## Requirement
Every line below that holds the string "single" must be copied.

Dataset entries
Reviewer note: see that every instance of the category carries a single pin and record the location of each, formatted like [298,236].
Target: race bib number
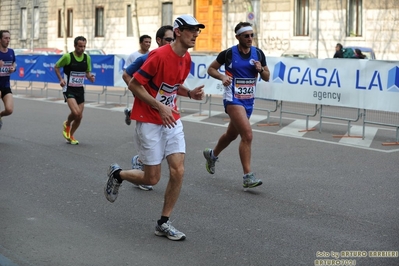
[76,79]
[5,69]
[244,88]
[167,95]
* * *
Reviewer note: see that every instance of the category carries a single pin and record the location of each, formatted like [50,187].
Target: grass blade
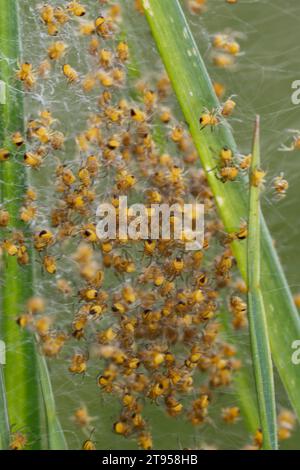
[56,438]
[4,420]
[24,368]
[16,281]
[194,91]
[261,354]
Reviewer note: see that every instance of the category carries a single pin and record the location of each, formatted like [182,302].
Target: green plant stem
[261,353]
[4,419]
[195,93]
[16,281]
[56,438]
...
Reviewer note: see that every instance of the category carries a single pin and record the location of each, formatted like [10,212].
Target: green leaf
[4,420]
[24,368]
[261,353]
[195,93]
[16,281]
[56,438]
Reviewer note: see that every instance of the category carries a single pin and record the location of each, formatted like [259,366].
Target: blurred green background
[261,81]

## Output
Reviewer note: see that every instance of the category carries a single pin and record the location of each, formatted like [298,236].
Reviewer note: see that every instance of the category carries a single pin and record the location of each, formatted like [50,187].
Reviewer note: see that every instance of the category carries a single pin and record the location of each, formatted like [182,302].
Reviewer note: see that every instance of the category carries a single pin and record the location of each, formatted like [10,212].
Reviewer note: see that every instance of the category carries a single pin and record the location of each, formatted like [259,366].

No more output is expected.